» What is being asked: The entries below contain a line with "Query: hockey glove" and a line with "stands, placing a dot on each.". Quote exactly those two lines and all lines between them.

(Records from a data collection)
"""

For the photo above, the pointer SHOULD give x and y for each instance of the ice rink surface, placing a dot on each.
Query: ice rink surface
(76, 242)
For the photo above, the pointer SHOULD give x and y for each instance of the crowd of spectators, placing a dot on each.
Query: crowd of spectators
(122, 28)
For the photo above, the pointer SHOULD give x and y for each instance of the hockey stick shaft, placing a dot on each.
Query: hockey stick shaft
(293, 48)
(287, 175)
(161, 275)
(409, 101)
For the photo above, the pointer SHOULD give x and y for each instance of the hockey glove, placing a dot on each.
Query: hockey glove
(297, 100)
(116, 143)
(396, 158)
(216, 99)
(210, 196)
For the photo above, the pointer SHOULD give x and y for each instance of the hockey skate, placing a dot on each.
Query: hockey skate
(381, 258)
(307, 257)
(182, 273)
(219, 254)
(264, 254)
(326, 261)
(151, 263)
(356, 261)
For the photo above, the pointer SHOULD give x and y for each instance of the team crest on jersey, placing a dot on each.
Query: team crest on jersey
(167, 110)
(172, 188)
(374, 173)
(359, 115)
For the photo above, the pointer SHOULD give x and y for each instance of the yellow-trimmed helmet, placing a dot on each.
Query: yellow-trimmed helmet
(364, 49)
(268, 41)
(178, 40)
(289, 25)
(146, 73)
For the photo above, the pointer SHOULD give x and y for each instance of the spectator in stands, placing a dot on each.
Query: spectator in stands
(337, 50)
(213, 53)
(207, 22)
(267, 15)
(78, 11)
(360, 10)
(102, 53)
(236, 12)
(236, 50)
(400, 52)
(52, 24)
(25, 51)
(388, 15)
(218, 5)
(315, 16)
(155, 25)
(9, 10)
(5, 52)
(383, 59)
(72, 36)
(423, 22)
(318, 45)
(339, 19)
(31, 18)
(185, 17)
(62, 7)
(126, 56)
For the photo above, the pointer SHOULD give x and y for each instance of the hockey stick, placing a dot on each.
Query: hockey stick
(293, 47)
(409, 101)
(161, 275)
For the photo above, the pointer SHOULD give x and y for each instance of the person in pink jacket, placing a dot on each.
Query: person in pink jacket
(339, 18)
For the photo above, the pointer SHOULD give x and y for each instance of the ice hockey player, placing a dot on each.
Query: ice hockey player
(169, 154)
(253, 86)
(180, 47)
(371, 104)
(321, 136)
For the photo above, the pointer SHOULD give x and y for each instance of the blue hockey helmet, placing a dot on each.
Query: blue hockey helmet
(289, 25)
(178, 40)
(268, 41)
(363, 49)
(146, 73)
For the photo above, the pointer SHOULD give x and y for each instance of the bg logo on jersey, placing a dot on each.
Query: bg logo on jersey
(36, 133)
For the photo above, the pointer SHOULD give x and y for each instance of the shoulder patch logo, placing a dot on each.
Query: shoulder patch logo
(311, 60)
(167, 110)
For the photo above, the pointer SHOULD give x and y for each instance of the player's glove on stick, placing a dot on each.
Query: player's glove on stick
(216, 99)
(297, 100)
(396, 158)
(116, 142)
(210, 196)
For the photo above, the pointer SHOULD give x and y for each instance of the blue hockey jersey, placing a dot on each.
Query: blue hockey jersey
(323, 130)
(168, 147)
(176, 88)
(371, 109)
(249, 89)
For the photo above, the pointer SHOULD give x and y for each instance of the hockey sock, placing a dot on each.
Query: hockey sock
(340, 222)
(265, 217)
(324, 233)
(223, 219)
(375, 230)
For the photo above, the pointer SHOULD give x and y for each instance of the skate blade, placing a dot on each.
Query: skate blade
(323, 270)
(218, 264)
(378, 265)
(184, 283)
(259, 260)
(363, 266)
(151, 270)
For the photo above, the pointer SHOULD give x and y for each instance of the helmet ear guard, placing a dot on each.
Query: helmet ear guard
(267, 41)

"""

» Written response:
Query: hockey glove
(297, 100)
(116, 143)
(396, 158)
(216, 99)
(210, 196)
For the photo above, the pointer SHOULD give x and y for each instance of the hockey skate, placing a dot on each.
Query: hockey skate
(381, 258)
(307, 257)
(182, 273)
(219, 254)
(264, 254)
(326, 261)
(151, 263)
(356, 261)
For the photo above, the pointer SHOULD give x and y for each instance of the team crest on jersey, placing a dot on each.
Query: team crest on jersey
(167, 110)
(172, 188)
(374, 173)
(359, 115)
For the photo above, the pointer SHOULD give x and y for each instance of the yellow-trimmed helmet, placing a dot on each.
Query: yellow-trimmed helmet
(364, 49)
(268, 41)
(178, 40)
(289, 25)
(146, 73)
For the photo above, the pointer SHOULD give x and y for each instance of the spectator in stands, placing a dot on each.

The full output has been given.